_Exercise goal_.
Copy the lines below verbatim, beginning with the line that includes "Pick out every instance of the small floating" and continuing to the end; leave out everything before it.

=== Recorded data ===

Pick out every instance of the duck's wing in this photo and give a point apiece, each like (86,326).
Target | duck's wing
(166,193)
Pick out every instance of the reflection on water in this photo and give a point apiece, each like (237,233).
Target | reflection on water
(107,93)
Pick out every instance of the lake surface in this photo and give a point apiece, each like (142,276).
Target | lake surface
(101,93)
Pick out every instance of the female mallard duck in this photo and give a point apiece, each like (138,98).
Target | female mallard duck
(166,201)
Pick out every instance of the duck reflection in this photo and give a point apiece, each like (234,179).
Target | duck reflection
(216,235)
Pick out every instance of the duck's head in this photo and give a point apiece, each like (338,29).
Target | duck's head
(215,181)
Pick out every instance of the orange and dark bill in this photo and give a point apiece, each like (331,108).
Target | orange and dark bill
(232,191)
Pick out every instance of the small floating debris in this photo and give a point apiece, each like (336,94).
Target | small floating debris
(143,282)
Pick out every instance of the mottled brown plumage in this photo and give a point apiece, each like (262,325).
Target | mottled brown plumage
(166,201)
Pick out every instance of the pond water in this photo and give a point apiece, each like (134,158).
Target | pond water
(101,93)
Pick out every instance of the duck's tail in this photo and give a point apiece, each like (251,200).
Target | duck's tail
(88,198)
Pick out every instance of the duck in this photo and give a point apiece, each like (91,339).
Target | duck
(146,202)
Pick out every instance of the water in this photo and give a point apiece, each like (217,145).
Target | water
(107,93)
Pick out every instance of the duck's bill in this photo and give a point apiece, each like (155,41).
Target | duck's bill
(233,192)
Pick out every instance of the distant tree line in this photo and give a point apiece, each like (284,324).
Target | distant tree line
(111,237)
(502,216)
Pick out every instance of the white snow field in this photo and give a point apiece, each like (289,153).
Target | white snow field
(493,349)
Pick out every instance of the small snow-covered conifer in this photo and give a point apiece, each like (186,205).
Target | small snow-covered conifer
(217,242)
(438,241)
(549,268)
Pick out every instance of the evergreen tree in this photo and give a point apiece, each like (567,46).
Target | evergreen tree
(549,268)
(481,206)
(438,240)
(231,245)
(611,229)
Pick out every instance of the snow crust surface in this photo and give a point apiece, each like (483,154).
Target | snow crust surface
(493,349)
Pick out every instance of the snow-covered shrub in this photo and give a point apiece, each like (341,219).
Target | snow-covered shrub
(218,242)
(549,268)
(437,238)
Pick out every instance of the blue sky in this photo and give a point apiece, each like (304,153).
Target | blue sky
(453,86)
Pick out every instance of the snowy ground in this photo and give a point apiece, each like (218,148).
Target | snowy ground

===

_Result for this task_.
Pick out every instance of the small floating debris in this photo and give a point apiece, each like (336,94).
Target | small floating debris
(143,282)
Pick out every instance of the mottled brown plumage in this photo and give a point apiece, each like (262,325).
Target | mottled brown plumage
(166,201)
Pick out every instance of the pond water in this photo and give a point apiece, each like (134,158).
Target | pond water
(101,93)
Pick out every instance of the duck's tail in this photo and give a point apiece, each like (251,200).
Target | duck's tail
(88,198)
Pick out every instance of the duck in this photo and give a point apiece, each like (91,339).
Target | duck
(146,202)
Pick out every instance of the water in this photo and give a point apiece, each like (217,145).
Target | water
(107,93)
Pick out every instance of the duck's bill in this photo and give a point apiece, each like (155,41).
Target | duck's bill
(233,192)
Pick out every instance of the distant tree line in this photo and give a point apiece, each like (284,324).
Target | distant tree line
(111,237)
(502,216)
Pick out every instance of the white snow field in this photo and give a point apiece, each like (289,153).
Target | white snow field
(493,349)
Pick out every instance of the small snow-covered conifer in this photo and give a point apiece, each like (186,205).
Target | small snow-covered conifer
(217,242)
(438,241)
(549,268)
Pick out every instance of the evergreen tree in this photo and give a point apiece, each like (567,46).
Target | evergreen tree
(549,268)
(481,206)
(438,240)
(231,245)
(611,229)
Pick out every instance of the snow crust surface in this photo and give a point apiece, each like (483,154).
Target | snow crust surface
(493,349)
Pick out every instance of the snow-covered shrub in this photo and give a point apiece, each like (341,219).
Target | snow-covered shrub
(218,242)
(549,268)
(437,238)
Pick out every instance of the blue sky in this photo and give a point apiece, each like (304,153).
Target | blue sky
(453,86)
Pick out every instance of the snowy ground in this photo and give a point apiece, each like (218,148).
Target | snowy ground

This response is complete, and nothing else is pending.